MIT researchers recently made one of the boldest claims related to artificial intelligence we’ve seen yet: they believe they’ve built an AI that can identify a person’s race using only medical images. And, according to the popular media, they have no idea how it works!
Sure. And I’d like to sell you an NFT of the Brooklyn Bridge.
Let’s be clear up front, per the team’s paper, the model can predict a person’s self-reported race:
In our study, we show that standard AI deep learning models can be trained to predict race from medical images with high performance across multiple imaging modalities.
Prediction and identification are two entirely different things. When a prediction is wrong, it’s still a prediction. When an identification is wrong, it’s a misidentification. These are important distinctions.
AI models can be fine-tuned to predict anything, even concepts that aren’t real.
Here’s an old analogy I like to pull out in these situations:
I can predict with 100% accuracy how many lemons in a lemon tree are aliens from another planet.
Because I’m the only person who can see the aliens in the lemons, I’m what you call a “database.”
I could stand there, next to your AI, and point at all the lemons that have aliens in them. The AI would try to figure out what it is about the lemons I’m pointing at that makes me think there’s aliens in them.
Eventually the AI would look at a new lemon tree and try to guess which lemons I would think have aliens in them.
If it were 70% accurate at guessing that, it would still be 0% accurate at determining which lemons have aliens in them. Because lemons don’t have aliens in them.
In other words, you can train an AI to predict anything as long as you:
- Don’t give it the option to say, “I don’t know.”
- Continue tuning the model’s parameters until it gives you the answer you want.
No matter how accurate at predicting a label an AI system is, if it cannot demonstrate how it arrived at its prediction, those predictions are useless for the purposes of identification — especially when it comes to matters relating to individual humans.
Furthermore, claims of “accuracy” don’t mean what the media seems to think they do when it comes to these kinds of AI models.
The MIT model achieves less than 99% accuracy on labeled data. This means, in the wild (looking at images with no labels), we can never be sure if the AI’s made the correct assessment unless a human reviews its results.

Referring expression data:
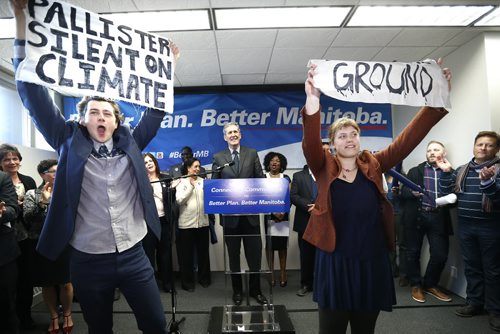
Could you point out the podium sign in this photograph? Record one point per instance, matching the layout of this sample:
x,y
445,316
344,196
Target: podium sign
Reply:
x,y
246,196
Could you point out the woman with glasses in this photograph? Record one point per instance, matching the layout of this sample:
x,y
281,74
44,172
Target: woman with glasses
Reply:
x,y
52,276
10,163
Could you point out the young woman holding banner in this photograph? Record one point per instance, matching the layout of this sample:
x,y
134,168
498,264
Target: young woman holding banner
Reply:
x,y
351,223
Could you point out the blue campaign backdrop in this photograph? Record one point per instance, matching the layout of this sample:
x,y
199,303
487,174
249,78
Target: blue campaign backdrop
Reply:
x,y
268,121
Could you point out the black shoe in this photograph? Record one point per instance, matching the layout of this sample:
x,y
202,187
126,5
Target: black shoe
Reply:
x,y
205,284
188,288
117,295
27,323
303,291
495,322
468,311
237,298
403,281
259,298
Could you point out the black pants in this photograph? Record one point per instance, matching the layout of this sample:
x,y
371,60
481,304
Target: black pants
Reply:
x,y
24,297
252,243
160,251
307,258
189,240
335,322
8,318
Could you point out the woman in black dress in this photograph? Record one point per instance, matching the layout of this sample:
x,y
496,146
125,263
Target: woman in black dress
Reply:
x,y
275,164
52,276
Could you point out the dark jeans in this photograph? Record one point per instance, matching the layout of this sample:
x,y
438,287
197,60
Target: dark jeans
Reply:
x,y
335,322
95,277
480,244
307,259
428,224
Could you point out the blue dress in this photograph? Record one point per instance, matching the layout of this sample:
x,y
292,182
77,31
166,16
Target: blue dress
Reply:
x,y
357,276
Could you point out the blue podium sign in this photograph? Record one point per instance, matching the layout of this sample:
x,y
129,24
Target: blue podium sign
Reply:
x,y
246,196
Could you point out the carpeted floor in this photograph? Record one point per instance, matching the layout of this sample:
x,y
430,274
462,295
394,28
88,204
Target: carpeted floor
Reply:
x,y
408,316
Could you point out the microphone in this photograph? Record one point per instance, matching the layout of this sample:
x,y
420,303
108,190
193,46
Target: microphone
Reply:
x,y
227,164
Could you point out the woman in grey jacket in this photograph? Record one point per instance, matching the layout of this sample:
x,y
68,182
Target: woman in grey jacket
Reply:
x,y
193,233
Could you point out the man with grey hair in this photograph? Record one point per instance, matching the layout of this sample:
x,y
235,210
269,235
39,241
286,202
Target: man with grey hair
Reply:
x,y
422,217
477,186
241,228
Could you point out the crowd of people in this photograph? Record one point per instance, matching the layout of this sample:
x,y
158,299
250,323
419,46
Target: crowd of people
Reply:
x,y
105,218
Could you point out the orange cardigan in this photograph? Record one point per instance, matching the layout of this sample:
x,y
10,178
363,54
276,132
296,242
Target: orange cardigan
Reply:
x,y
320,230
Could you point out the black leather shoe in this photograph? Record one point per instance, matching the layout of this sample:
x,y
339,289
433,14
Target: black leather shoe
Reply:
x,y
237,298
117,294
260,298
495,322
303,291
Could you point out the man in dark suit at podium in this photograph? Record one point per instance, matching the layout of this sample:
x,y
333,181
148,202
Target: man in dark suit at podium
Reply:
x,y
303,194
241,228
9,251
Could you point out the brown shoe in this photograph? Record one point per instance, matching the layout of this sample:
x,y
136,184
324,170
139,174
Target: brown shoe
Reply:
x,y
417,294
438,294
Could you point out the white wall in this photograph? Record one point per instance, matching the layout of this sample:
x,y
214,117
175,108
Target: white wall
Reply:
x,y
475,100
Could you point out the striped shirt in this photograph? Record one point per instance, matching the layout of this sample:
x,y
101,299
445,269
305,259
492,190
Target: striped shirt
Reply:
x,y
470,201
431,177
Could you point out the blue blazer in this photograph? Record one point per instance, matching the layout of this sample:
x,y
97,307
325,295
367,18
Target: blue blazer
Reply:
x,y
74,145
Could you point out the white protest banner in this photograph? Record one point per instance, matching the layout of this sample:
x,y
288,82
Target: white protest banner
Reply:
x,y
415,84
77,53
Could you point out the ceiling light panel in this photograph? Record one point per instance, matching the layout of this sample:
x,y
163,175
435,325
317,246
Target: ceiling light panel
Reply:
x,y
410,16
165,20
284,17
492,19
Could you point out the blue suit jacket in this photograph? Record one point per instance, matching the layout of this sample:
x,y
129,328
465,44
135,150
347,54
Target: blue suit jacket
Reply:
x,y
250,167
74,146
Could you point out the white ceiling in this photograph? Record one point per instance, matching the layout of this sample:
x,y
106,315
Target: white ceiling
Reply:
x,y
279,56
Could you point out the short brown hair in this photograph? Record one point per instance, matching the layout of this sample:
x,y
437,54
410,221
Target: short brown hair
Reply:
x,y
491,134
340,124
155,162
435,142
228,124
81,107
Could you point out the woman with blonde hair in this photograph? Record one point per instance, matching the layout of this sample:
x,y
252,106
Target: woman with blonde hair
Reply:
x,y
351,222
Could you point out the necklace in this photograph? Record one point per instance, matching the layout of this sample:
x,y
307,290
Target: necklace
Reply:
x,y
348,171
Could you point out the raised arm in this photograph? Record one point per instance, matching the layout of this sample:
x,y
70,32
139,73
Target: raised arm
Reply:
x,y
17,9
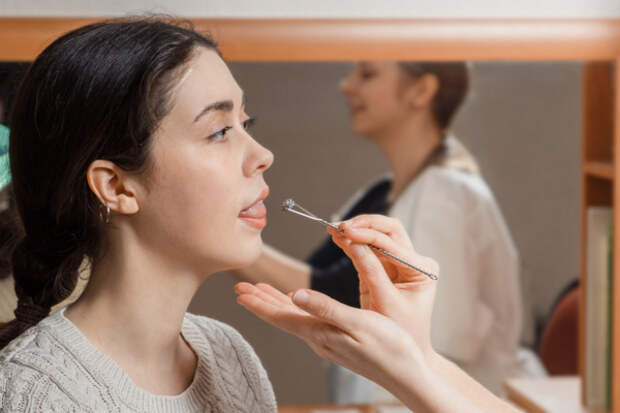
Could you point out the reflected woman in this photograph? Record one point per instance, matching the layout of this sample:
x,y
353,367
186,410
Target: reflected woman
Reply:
x,y
446,207
129,148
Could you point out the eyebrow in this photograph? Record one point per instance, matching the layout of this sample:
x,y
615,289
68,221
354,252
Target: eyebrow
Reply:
x,y
225,105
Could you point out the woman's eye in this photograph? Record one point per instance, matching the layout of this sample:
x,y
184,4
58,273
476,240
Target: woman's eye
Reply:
x,y
219,135
248,123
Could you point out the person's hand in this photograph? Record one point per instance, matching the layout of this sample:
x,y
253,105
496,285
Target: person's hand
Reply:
x,y
391,331
361,340
409,299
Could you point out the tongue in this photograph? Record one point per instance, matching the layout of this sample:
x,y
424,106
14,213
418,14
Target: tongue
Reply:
x,y
256,210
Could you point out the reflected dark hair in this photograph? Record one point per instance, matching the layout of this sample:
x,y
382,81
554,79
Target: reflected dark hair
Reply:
x,y
98,92
453,78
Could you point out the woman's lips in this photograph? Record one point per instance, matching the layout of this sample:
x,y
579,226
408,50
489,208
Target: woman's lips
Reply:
x,y
255,216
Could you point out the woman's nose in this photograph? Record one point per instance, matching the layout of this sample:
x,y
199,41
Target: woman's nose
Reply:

> _Required tasks_:
- a) From the article, write out the passage starting with "No matter how" and going on through "of AI models.".
- b) In the lemon analogy in the article, why would an AI that guesses 70% correctly still be 0% accurate at finding which lemons have aliens in them?
You don't need the items for any of this.

> _Responses_:
- a)
No matter how accurate at predicting a label an AI system is, if it cannot demonstrate how it arrived at its prediction, those predictions are useless for the purposes of identification — especially when it comes to matters relating to individual humans.
Furthermore, claims of “accuracy” don’t mean what the media seems to think they do when it comes to these kinds of AI models.

- b) Lemons don't have aliens in them, so nothing real is there for the AI to find. It only learns to guess which lemons the person pointing would claim have aliens.